→ MATERIAL FORNECIDO:

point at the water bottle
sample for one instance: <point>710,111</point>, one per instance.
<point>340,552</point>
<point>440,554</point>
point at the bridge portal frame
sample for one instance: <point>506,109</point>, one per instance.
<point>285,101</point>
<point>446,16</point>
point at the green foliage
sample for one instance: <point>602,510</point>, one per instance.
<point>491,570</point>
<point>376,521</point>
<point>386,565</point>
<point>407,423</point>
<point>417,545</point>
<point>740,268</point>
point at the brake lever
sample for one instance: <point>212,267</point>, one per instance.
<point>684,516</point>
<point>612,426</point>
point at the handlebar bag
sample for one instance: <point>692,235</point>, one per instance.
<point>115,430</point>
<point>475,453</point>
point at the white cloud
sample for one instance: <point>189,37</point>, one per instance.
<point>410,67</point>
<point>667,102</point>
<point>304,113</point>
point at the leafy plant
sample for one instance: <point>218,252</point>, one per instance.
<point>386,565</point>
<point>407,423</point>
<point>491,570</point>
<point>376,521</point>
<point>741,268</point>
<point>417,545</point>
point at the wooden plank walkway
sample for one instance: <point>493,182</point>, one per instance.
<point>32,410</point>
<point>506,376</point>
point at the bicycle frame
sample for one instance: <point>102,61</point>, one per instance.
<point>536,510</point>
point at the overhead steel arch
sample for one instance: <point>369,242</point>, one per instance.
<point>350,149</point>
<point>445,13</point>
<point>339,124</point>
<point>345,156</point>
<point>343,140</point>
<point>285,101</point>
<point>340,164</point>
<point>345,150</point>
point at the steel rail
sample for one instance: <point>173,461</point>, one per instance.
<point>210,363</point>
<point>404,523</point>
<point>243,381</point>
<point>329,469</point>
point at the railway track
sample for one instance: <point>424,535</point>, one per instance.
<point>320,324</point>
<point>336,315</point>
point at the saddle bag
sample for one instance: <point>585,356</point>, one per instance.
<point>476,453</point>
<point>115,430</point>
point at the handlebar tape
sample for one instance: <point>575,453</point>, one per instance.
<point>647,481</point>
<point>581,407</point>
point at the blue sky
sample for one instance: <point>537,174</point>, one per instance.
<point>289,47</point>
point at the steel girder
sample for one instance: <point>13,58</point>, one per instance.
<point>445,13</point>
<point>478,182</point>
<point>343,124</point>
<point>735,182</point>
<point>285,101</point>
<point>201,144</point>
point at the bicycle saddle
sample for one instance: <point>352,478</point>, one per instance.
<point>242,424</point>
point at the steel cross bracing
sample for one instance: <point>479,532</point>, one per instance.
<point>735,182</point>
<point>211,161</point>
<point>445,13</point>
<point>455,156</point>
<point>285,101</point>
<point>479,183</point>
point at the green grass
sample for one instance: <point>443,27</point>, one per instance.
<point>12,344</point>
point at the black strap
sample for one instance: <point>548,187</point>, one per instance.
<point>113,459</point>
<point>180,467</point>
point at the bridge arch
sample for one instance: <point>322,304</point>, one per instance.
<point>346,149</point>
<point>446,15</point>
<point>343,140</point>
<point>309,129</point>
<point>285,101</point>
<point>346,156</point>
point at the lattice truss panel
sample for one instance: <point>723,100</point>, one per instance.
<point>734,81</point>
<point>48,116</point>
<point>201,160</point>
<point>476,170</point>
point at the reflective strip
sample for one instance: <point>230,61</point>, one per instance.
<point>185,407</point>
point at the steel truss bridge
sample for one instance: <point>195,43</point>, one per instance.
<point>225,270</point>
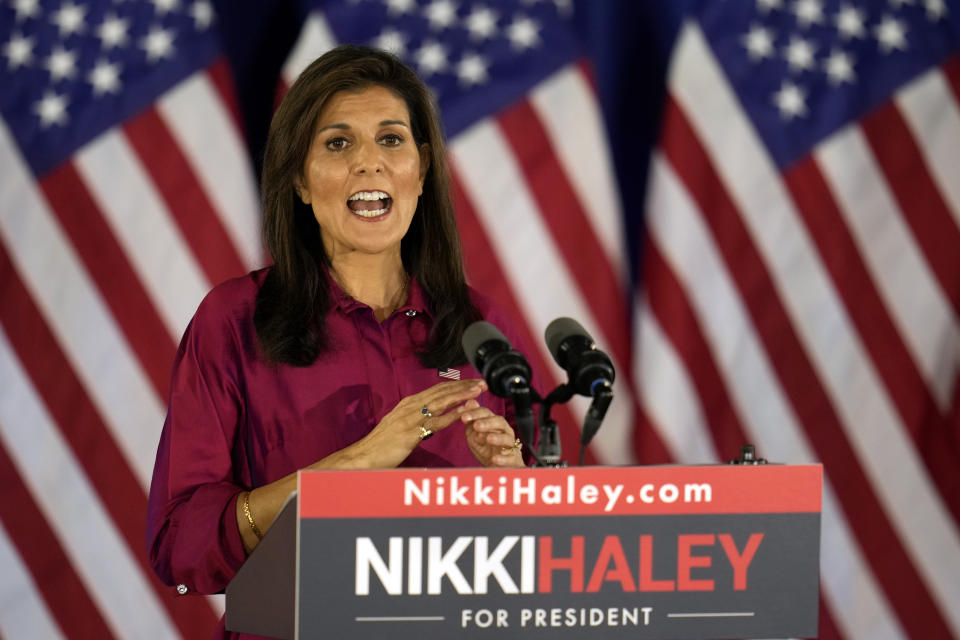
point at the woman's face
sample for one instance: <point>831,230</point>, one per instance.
<point>363,173</point>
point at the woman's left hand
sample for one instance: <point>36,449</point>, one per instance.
<point>490,437</point>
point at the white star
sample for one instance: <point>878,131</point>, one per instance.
<point>431,57</point>
<point>891,34</point>
<point>799,54</point>
<point>808,12</point>
<point>52,109</point>
<point>564,7</point>
<point>202,14</point>
<point>400,7</point>
<point>791,100</point>
<point>849,22</point>
<point>441,14</point>
<point>472,70</point>
<point>19,51</point>
<point>61,64</point>
<point>69,19</point>
<point>105,78</point>
<point>164,7</point>
<point>158,44</point>
<point>936,9</point>
<point>482,23</point>
<point>523,33</point>
<point>391,40</point>
<point>113,31</point>
<point>26,8</point>
<point>839,66</point>
<point>759,42</point>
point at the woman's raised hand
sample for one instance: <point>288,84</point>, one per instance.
<point>490,437</point>
<point>413,419</point>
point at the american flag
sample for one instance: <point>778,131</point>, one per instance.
<point>125,195</point>
<point>799,297</point>
<point>801,282</point>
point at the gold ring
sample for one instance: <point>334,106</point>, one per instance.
<point>517,446</point>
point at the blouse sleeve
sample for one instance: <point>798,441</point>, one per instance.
<point>192,534</point>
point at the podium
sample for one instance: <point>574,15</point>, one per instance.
<point>613,552</point>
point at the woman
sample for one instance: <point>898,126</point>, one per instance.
<point>331,358</point>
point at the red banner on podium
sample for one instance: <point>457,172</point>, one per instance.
<point>663,552</point>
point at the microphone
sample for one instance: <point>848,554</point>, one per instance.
<point>506,371</point>
<point>589,370</point>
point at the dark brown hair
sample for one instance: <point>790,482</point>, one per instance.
<point>294,299</point>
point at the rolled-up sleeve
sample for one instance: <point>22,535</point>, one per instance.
<point>192,535</point>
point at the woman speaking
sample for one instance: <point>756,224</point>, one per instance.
<point>340,355</point>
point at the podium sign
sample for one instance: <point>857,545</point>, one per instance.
<point>653,552</point>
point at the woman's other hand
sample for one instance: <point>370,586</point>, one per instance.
<point>402,430</point>
<point>490,437</point>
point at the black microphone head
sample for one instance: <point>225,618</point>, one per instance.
<point>588,368</point>
<point>490,353</point>
<point>558,331</point>
<point>473,338</point>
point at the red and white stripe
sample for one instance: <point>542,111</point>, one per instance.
<point>814,313</point>
<point>103,261</point>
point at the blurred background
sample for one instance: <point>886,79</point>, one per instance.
<point>752,205</point>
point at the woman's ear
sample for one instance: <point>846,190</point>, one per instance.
<point>424,163</point>
<point>302,192</point>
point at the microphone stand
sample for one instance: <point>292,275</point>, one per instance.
<point>548,449</point>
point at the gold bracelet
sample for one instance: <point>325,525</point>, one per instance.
<point>246,512</point>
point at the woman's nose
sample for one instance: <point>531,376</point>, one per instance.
<point>367,158</point>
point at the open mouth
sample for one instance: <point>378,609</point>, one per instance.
<point>369,204</point>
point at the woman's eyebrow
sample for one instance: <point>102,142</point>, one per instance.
<point>344,126</point>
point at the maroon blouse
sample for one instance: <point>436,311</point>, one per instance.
<point>235,422</point>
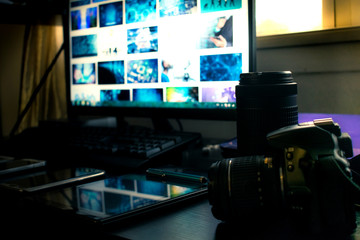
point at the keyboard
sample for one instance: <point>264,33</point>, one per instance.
<point>129,147</point>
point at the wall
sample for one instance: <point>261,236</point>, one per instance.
<point>325,64</point>
<point>11,45</point>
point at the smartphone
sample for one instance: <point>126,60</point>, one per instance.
<point>9,165</point>
<point>49,179</point>
<point>115,199</point>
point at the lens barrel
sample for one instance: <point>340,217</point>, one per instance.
<point>244,188</point>
<point>265,101</point>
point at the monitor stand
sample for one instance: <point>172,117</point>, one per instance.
<point>159,124</point>
<point>162,124</point>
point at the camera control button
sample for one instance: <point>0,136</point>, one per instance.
<point>289,155</point>
<point>290,168</point>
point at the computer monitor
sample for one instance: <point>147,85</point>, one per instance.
<point>158,58</point>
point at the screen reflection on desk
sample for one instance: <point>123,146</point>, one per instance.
<point>113,198</point>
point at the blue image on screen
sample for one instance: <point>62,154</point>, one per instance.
<point>111,14</point>
<point>142,71</point>
<point>84,73</point>
<point>142,40</point>
<point>84,46</point>
<point>88,20</point>
<point>140,11</point>
<point>214,6</point>
<point>79,3</point>
<point>177,7</point>
<point>111,72</point>
<point>152,188</point>
<point>114,95</point>
<point>148,95</point>
<point>224,67</point>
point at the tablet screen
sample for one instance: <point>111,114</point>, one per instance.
<point>116,198</point>
<point>47,179</point>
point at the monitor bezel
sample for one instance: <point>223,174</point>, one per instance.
<point>166,113</point>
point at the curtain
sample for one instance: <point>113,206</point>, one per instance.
<point>44,41</point>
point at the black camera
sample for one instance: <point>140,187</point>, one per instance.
<point>283,168</point>
<point>307,175</point>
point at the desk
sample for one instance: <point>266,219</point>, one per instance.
<point>192,220</point>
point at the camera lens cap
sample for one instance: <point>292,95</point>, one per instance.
<point>266,77</point>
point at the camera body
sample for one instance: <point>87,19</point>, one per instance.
<point>305,176</point>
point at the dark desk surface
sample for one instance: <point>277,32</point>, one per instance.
<point>188,222</point>
<point>192,220</point>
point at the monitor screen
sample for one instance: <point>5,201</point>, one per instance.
<point>174,59</point>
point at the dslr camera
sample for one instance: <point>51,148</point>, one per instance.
<point>301,171</point>
<point>307,177</point>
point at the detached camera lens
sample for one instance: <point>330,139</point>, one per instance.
<point>265,101</point>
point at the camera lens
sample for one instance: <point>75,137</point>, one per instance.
<point>245,188</point>
<point>265,101</point>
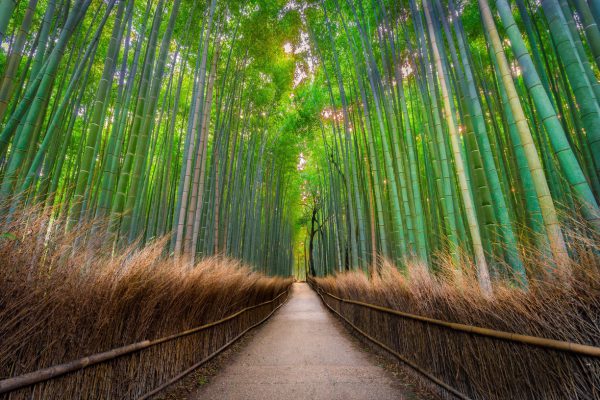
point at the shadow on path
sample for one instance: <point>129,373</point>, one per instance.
<point>302,353</point>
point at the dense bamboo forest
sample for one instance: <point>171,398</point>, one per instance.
<point>385,139</point>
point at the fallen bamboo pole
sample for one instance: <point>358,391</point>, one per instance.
<point>399,356</point>
<point>569,347</point>
<point>41,375</point>
<point>207,359</point>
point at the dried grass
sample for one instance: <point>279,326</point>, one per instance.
<point>565,309</point>
<point>64,296</point>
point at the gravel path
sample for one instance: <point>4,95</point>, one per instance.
<point>303,352</point>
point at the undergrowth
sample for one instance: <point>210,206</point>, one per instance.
<point>562,305</point>
<point>68,294</point>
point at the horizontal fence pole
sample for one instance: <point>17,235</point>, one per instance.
<point>208,358</point>
<point>41,375</point>
<point>582,349</point>
<point>399,356</point>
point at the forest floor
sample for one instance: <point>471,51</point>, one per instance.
<point>303,352</point>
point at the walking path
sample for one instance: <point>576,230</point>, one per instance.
<point>302,353</point>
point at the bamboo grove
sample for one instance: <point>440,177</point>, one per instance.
<point>455,128</point>
<point>146,117</point>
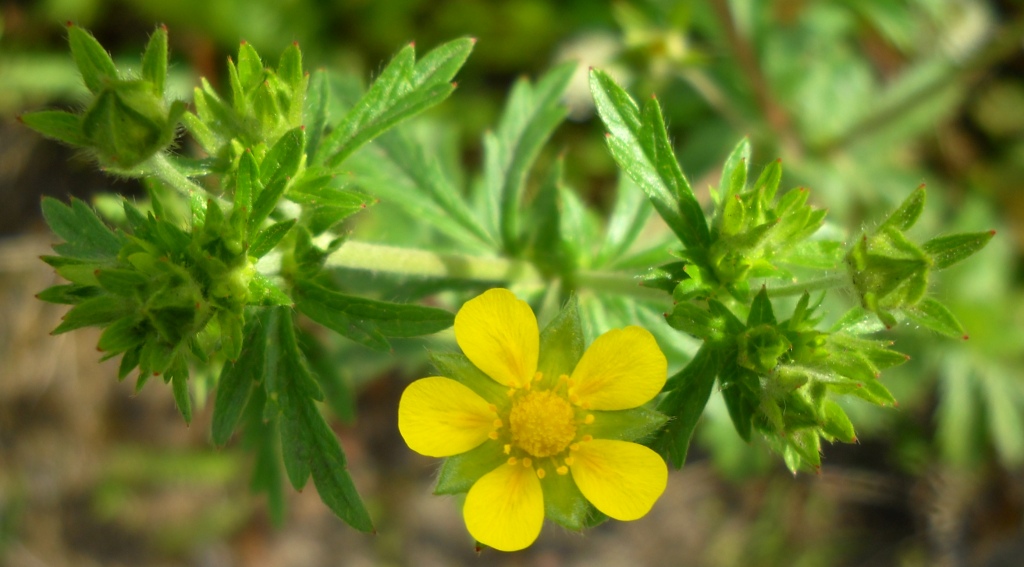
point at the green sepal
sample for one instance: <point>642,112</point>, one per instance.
<point>94,63</point>
<point>58,125</point>
<point>365,320</point>
<point>95,311</point>
<point>460,472</point>
<point>155,60</point>
<point>684,404</point>
<point>263,292</point>
<point>946,251</point>
<point>563,503</point>
<point>837,423</point>
<point>121,336</point>
<point>626,425</point>
<point>269,237</point>
<point>237,381</point>
<point>457,366</point>
<point>85,235</point>
<point>932,314</point>
<point>561,344</point>
<point>71,294</point>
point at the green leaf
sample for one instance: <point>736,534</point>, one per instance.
<point>86,236</point>
<point>94,63</point>
<point>268,237</point>
<point>761,310</point>
<point>561,343</point>
<point>264,292</point>
<point>946,251</point>
<point>684,404</point>
<point>640,145</point>
<point>401,90</point>
<point>57,125</point>
<point>308,445</point>
<point>734,172</point>
<point>99,310</point>
<point>907,213</point>
<point>365,320</point>
<point>932,314</point>
<point>155,59</point>
<point>460,472</point>
<point>530,116</point>
<point>237,381</point>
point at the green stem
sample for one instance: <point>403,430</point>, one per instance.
<point>422,263</point>
<point>840,279</point>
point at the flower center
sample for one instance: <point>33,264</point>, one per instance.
<point>543,424</point>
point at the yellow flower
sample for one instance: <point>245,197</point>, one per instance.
<point>548,429</point>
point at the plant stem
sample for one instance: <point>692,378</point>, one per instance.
<point>830,281</point>
<point>422,263</point>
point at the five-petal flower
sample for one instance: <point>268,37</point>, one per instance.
<point>541,424</point>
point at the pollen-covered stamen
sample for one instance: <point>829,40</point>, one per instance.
<point>543,424</point>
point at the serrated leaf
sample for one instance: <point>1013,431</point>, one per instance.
<point>237,381</point>
<point>907,213</point>
<point>530,116</point>
<point>684,404</point>
<point>268,237</point>
<point>155,60</point>
<point>400,91</point>
<point>57,125</point>
<point>365,320</point>
<point>308,445</point>
<point>932,314</point>
<point>86,236</point>
<point>640,145</point>
<point>94,63</point>
<point>946,251</point>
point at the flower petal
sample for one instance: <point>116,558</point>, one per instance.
<point>620,478</point>
<point>623,368</point>
<point>438,417</point>
<point>505,509</point>
<point>500,336</point>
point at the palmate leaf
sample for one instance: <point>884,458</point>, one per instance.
<point>308,445</point>
<point>365,320</point>
<point>640,145</point>
<point>403,89</point>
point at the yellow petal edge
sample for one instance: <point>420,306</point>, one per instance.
<point>505,509</point>
<point>438,417</point>
<point>622,479</point>
<point>623,368</point>
<point>499,334</point>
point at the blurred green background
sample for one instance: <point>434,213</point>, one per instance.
<point>862,99</point>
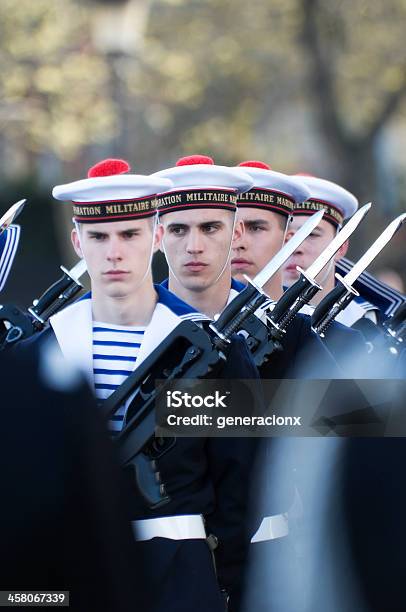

→ EM QUE CONSISTE: Organize como uma lista JSON de strings as linhas desde a que contém "point at the steel rail" até a que contém "<point>581,407</point>", inclusive. Use uma string para cada linha e deixe de fora as linhas em branco.

→ SOLUÇÃO:
[
  "point at the steel rail",
  "sample for one instance: <point>173,461</point>, one per instance.",
  "<point>210,363</point>",
  "<point>404,523</point>",
  "<point>243,381</point>",
  "<point>329,469</point>",
  "point at the railway track",
  "sample for one instance: <point>424,535</point>, one per instance.",
  "<point>320,324</point>",
  "<point>336,315</point>",
  "point at the saddle bag",
  "sample for one instance: <point>585,356</point>, one per instance.",
  "<point>476,453</point>",
  "<point>115,430</point>",
  "point at the handlebar tape",
  "sample for one instance: <point>575,453</point>, one per instance.",
  "<point>647,481</point>",
  "<point>581,407</point>"
]